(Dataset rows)

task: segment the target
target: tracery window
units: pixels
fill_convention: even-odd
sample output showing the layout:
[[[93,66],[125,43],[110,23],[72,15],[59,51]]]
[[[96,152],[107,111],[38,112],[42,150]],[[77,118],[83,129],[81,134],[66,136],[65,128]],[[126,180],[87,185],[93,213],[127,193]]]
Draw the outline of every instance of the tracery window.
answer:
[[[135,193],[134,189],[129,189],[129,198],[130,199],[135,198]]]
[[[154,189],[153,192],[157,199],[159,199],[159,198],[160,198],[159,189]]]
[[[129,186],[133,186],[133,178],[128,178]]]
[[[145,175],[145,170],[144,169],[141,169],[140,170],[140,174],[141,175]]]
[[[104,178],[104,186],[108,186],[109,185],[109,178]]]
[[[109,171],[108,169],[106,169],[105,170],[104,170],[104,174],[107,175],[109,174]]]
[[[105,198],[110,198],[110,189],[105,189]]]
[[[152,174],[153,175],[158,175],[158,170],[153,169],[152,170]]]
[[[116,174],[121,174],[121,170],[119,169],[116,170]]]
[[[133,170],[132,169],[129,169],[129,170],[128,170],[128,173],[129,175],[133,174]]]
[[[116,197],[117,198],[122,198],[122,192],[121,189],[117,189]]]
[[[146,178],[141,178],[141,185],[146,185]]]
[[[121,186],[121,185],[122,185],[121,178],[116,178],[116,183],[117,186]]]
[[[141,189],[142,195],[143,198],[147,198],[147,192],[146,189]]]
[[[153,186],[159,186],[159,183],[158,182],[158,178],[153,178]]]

(WHAT TO WORK ON): Express the data above as a Markdown table with the columns "Row" and "Line", giving each line its row number and leaving out any blank lines.

(EXERCISE ANSWER):
| Row | Line |
|---|---|
| 1 | task: segment the target |
| 2 | target: tracery window |
| 3 | units: pixels |
| 4 | fill_convention: even-odd |
| 5 | sample output showing the layout: |
| 6 | [[[93,66],[125,43],[110,23],[72,15],[59,51]]] |
| 7 | [[[96,152],[107,111],[38,112],[42,150]],[[77,118],[83,129],[81,134],[66,136],[65,128]],[[126,180],[87,185],[93,213],[127,193]]] |
| 8 | Draw the outline of every instance of the tracery window. |
| 9 | answer: |
| 10 | [[[135,193],[134,189],[129,189],[129,198],[130,199],[135,198]]] |
| 11 | [[[154,189],[153,192],[157,199],[159,199],[159,198],[160,198],[159,189]]] |
| 12 | [[[129,186],[133,186],[133,178],[128,178]]] |
| 13 | [[[145,175],[145,170],[144,169],[141,169],[140,170],[140,174],[141,175]]] |
| 14 | [[[104,178],[104,186],[108,186],[109,185],[109,178]]] |
| 15 | [[[109,171],[108,169],[106,169],[105,170],[104,170],[104,174],[107,175],[109,174]]] |
| 16 | [[[105,198],[110,198],[110,189],[105,189]]] |
| 17 | [[[152,174],[153,175],[158,175],[158,170],[153,169],[152,170]]] |
| 18 | [[[116,174],[121,174],[121,170],[119,169],[116,170]]] |
| 19 | [[[133,170],[132,169],[129,169],[129,170],[128,170],[128,173],[129,175],[133,174]]] |
| 20 | [[[116,197],[117,198],[122,198],[122,192],[121,189],[117,189]]] |
| 21 | [[[146,178],[141,178],[141,185],[146,185]]] |
| 22 | [[[121,186],[121,185],[122,185],[121,178],[116,178],[116,183],[117,186]]] |
| 23 | [[[141,189],[142,195],[143,198],[147,198],[147,192],[146,189]]] |
| 24 | [[[153,186],[159,186],[159,183],[158,182],[158,178],[153,178]]] |